- PROBLEM SET
1) Answer these questions using the medley_train documentation.
(a) What is the default value of min_set_size?
(b) What does the method argument specify?
(c) What does the model_observations element of the returned object contain?
2) In one to three sentences, explain from the medley_train documentation what the models' combinations of predictor variables are based on, and how setting exclusive_membership to FALSE changes the way observations are used.
3) Rewrite the part of the medley_train documentation starting at "- exclusive_membership" and ending at "get predictions for.", changing "the results from" to "the output of".

- PASSAGE TO READ

+++++

Train models using different combinations of predictor variables based upon missing data patterns.
Source:R/medley.R
medley_train.Rd
Train models using different combinations of predictor variables based upon missing data patterns.
Usage
medley_train(
data,
formula,
method = glm,
var_sets = get_variable_sets(data = data, formula = formula, min_set_size =
min_set_size),
min_set_size = 0.1,
exclusive_membership = TRUE,
...
)
# S3 method for class 'medley'
summary(object, ...)
# S3 method for class 'medley'
print(x, ...)
# S3 method for class 'medley'
predict(object, newdata, ...)
Arguments
- data
data.frame used to estimate the models.
- formula
with all possible predictor varaibles to be considered.
- method
the function used to train the models (e.g. glm, randomForest).
- var_sets
a list of formulas to use for the predictive models.
- min_set_size
the minimum set size as a percentage to incldue as a model.
- exclusive_membership
whether an observation should only be used only in the model for which the most predictor variables are available. If `FALSE` then observations may be used in training more than one model.
- ...
other parameters passed to the `predict()` function.
- object
the results from `medley_train`.
- x
the results of `medley_train`.
- newdata
(optional) a new data.frame to get predictions for.
Value
an object with the following elements:
- n_models
the number of models trained.
- formulas
the list of formulas used to train the models.
- models
list of objects returned from the training method.
- data
the data.frame used to train the models.
- model_observations
a data.frame that specifies which observations are used for which model(s).
a vector of predictions.

+++++

[Items listed in a dataset]
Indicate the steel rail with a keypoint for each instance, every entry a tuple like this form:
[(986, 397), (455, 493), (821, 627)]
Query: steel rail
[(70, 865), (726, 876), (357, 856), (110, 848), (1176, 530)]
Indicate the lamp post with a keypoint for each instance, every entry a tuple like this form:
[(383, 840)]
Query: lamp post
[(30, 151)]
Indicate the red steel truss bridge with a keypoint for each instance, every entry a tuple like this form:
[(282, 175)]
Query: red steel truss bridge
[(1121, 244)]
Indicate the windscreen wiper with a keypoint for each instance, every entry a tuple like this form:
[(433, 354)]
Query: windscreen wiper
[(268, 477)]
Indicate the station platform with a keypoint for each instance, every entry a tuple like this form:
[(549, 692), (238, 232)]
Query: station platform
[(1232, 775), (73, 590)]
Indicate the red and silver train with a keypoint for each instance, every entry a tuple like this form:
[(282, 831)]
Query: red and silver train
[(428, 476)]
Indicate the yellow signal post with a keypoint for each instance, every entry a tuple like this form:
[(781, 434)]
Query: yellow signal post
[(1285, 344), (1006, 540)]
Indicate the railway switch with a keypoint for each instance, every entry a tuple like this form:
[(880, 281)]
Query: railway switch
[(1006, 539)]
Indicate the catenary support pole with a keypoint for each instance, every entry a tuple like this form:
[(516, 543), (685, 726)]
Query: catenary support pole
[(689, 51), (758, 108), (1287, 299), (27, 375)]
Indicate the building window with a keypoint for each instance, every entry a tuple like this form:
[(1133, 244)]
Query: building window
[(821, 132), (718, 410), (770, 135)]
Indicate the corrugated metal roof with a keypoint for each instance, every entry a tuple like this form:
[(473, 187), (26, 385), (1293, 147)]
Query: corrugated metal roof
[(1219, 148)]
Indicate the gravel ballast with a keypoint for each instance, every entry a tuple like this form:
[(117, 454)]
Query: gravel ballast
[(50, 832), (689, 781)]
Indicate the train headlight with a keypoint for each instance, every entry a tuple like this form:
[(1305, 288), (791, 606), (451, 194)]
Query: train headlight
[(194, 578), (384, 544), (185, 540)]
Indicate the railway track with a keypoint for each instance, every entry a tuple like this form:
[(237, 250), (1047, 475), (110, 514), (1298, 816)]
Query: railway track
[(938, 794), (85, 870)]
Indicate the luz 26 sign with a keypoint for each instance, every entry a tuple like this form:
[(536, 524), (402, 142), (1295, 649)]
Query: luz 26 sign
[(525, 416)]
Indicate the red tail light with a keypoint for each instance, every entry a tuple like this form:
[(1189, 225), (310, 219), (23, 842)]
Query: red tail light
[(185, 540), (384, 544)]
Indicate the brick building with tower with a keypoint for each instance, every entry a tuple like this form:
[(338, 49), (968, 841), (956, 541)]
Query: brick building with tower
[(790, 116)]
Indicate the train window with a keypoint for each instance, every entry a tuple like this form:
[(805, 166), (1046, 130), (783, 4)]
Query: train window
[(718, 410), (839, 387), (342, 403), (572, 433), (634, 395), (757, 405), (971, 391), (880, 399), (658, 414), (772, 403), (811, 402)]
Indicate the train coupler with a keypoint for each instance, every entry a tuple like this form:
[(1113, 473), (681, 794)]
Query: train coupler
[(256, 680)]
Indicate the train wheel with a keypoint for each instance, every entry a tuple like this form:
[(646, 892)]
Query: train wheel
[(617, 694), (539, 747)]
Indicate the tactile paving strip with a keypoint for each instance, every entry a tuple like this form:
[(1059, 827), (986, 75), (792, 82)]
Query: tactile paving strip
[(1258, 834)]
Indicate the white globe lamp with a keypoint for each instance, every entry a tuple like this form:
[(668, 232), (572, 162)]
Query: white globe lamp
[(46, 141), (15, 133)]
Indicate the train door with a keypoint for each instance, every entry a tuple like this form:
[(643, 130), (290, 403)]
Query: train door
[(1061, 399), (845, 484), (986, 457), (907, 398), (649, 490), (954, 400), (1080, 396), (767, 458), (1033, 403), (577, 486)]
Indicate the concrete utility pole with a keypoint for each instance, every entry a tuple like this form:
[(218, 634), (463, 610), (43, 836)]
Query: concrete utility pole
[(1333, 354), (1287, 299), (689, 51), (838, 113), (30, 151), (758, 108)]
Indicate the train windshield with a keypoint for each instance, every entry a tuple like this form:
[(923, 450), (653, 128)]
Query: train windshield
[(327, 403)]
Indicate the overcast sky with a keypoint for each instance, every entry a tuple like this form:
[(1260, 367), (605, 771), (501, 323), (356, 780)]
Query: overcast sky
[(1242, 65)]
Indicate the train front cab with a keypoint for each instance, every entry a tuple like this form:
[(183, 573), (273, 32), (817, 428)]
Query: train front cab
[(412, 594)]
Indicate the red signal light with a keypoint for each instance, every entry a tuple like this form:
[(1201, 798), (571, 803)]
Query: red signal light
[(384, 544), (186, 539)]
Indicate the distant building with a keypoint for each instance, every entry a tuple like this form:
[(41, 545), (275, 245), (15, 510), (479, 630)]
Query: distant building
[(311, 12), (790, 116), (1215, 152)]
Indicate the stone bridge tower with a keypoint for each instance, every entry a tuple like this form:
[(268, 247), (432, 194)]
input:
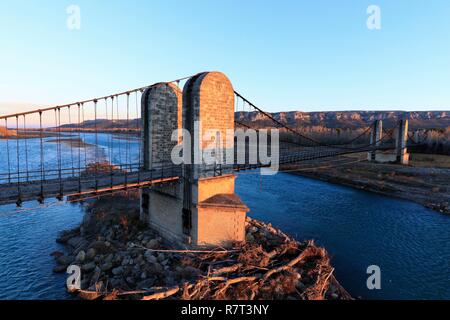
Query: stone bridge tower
[(202, 208)]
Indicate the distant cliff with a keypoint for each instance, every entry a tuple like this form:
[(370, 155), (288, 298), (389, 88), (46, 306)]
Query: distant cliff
[(350, 119), (331, 119)]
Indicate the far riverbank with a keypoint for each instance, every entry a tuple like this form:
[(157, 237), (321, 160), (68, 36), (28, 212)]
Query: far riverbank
[(424, 181)]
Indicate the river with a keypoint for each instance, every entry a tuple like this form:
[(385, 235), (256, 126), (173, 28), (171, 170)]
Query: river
[(409, 243)]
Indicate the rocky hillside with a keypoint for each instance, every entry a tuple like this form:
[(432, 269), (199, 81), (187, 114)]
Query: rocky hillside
[(331, 119), (350, 119)]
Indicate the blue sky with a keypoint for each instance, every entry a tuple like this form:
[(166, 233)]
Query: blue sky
[(282, 55)]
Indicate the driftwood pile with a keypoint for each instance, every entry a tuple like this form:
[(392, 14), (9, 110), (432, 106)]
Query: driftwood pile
[(270, 265)]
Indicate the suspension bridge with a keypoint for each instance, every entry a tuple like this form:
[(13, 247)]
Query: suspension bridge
[(123, 141)]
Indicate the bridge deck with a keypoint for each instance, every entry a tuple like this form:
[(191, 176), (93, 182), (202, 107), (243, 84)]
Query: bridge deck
[(10, 193), (119, 180)]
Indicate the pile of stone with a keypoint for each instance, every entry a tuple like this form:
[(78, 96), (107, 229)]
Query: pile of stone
[(122, 259)]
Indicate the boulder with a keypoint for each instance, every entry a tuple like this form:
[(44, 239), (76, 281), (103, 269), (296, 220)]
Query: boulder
[(153, 244), (81, 256), (90, 254), (88, 267)]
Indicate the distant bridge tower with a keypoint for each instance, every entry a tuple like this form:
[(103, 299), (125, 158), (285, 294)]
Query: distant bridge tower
[(202, 208), (376, 134), (401, 142), (400, 155)]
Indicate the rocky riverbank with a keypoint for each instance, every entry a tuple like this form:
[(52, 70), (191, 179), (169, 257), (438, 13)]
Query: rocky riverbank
[(122, 259), (428, 186)]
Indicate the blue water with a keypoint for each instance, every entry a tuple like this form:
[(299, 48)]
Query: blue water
[(409, 243)]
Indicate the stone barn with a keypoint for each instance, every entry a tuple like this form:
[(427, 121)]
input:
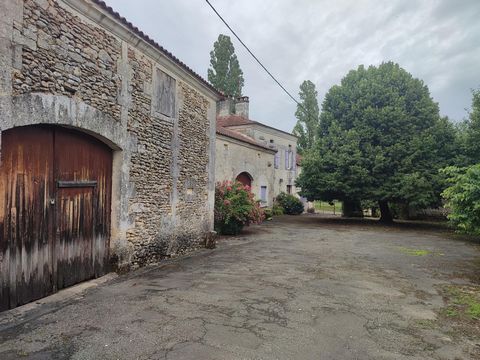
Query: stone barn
[(107, 147)]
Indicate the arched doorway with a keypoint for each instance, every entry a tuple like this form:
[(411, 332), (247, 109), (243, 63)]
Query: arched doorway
[(55, 199), (245, 178)]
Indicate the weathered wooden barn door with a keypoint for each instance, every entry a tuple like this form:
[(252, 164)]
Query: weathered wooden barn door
[(26, 215), (83, 168), (55, 193)]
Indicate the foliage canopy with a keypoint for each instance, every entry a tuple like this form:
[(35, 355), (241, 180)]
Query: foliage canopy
[(463, 198), (381, 139), (224, 72), (307, 114)]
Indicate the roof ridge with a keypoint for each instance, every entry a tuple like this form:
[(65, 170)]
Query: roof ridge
[(152, 42)]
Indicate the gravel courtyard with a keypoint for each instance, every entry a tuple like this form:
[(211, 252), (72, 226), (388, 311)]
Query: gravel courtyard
[(305, 287)]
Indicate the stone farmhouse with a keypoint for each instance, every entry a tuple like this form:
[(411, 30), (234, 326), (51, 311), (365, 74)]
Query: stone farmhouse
[(107, 147), (256, 154)]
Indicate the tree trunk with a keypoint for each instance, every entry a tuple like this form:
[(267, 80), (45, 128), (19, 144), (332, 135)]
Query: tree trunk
[(385, 214), (352, 208)]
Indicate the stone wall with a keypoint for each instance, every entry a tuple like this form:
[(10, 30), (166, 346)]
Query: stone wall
[(63, 55), (73, 64), (235, 157)]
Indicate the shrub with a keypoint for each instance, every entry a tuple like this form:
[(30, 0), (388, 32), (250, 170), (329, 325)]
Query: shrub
[(268, 213), (291, 205), (463, 198), (277, 210), (235, 207)]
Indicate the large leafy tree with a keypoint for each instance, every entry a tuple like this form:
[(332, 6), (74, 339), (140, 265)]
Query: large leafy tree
[(380, 139), (224, 72), (307, 114), (472, 131)]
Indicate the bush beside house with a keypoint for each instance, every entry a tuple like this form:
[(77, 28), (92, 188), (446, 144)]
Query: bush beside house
[(291, 205), (235, 207)]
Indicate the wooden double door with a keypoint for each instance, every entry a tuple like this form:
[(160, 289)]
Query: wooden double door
[(55, 200)]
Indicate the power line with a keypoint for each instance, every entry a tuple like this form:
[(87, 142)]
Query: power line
[(258, 61)]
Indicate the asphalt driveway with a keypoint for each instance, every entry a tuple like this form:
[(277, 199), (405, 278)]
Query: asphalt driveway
[(293, 288)]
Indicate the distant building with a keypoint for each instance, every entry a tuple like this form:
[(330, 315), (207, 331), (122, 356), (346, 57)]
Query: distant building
[(254, 153), (107, 148)]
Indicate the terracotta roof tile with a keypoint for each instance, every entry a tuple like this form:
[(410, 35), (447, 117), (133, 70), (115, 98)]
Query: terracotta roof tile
[(233, 120), (241, 137), (237, 120), (152, 42)]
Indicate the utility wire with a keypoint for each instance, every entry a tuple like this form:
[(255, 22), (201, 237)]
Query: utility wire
[(258, 61)]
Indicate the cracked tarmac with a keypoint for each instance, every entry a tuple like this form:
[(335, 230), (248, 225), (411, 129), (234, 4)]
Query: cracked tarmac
[(304, 287)]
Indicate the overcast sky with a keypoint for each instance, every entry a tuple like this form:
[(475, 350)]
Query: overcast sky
[(437, 41)]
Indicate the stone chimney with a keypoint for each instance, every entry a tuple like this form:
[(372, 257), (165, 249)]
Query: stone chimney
[(225, 107), (241, 106)]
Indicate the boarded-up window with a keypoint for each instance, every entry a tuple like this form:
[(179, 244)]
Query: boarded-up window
[(263, 194), (165, 94)]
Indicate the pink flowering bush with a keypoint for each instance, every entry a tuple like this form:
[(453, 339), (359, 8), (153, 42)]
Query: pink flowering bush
[(235, 207)]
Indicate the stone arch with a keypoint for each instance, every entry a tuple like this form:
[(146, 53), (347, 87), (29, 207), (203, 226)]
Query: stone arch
[(43, 108), (245, 178)]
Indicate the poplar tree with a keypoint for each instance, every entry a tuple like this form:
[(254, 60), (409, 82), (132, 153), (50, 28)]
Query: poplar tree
[(224, 72), (308, 117)]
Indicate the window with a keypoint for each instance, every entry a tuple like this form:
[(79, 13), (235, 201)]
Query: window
[(164, 102), (263, 193), (288, 159)]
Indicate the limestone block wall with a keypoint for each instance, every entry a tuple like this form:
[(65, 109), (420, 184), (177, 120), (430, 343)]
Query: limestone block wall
[(234, 157), (74, 63)]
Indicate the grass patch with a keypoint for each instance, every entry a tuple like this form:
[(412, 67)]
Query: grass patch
[(414, 252), (463, 301)]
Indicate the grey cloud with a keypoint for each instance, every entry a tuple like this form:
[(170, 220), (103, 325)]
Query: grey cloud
[(437, 41)]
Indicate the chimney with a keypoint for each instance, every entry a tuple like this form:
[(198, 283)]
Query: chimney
[(225, 107), (241, 106)]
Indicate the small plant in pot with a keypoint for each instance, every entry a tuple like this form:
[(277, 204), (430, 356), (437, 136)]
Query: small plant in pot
[(235, 207)]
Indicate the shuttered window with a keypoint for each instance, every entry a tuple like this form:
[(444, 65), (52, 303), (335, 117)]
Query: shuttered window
[(263, 194)]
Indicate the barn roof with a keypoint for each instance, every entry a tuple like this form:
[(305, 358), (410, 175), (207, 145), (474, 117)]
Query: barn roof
[(152, 42)]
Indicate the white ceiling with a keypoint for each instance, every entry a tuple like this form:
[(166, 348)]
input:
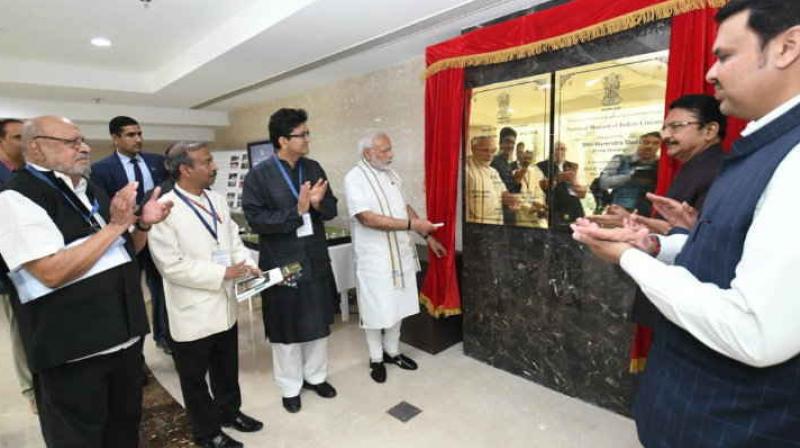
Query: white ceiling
[(217, 55)]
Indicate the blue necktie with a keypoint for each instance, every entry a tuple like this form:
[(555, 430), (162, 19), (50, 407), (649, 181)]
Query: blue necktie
[(137, 173)]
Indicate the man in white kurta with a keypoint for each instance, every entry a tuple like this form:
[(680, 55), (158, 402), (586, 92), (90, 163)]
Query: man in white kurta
[(199, 254), (385, 255), (532, 209)]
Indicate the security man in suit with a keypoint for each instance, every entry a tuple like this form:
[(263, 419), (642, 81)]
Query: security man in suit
[(199, 252), (127, 164)]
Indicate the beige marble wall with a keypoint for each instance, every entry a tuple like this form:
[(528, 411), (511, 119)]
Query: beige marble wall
[(341, 113)]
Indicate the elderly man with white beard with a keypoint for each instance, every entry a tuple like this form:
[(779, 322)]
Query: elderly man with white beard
[(386, 261)]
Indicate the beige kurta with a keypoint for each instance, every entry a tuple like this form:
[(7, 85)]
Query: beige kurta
[(386, 261), (530, 215), (200, 302), (484, 194)]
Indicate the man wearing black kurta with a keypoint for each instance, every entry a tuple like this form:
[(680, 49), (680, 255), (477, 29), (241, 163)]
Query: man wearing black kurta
[(286, 199)]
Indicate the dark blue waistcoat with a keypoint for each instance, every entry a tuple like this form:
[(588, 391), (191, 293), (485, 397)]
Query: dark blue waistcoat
[(690, 395)]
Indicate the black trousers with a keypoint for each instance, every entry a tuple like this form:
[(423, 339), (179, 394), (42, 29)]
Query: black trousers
[(96, 402), (218, 355)]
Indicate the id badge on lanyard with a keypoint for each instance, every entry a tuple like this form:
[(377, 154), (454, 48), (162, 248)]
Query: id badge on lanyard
[(307, 229)]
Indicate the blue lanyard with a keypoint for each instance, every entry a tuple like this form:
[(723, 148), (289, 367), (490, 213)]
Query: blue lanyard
[(286, 176), (82, 210), (214, 215)]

+++++

- THE RESULTS
1)
(a) 0.1
(b) The function used to train the models, such as glm or randomForest.
(c) A data.frame that specifies which observations are used for which model or models.

2) The combinations of predictor variables are based on missing data patterns. By default, an observation is used only in the model for which the most predictor variables are available. If exclusive_membership is FALSE, observations may be used in training more than one model.

3)
- exclusive_membership
whether an observation should only be used only in the model for which the most predictor variables are available. If `FALSE` then observations may be used in training more than one model.
- ...
other parameters passed to the `predict()` function.
- object
the output of `medley_train`.
- x
the results of `medley_train`.
- newdata
(optional) a new data.frame to get predictions for.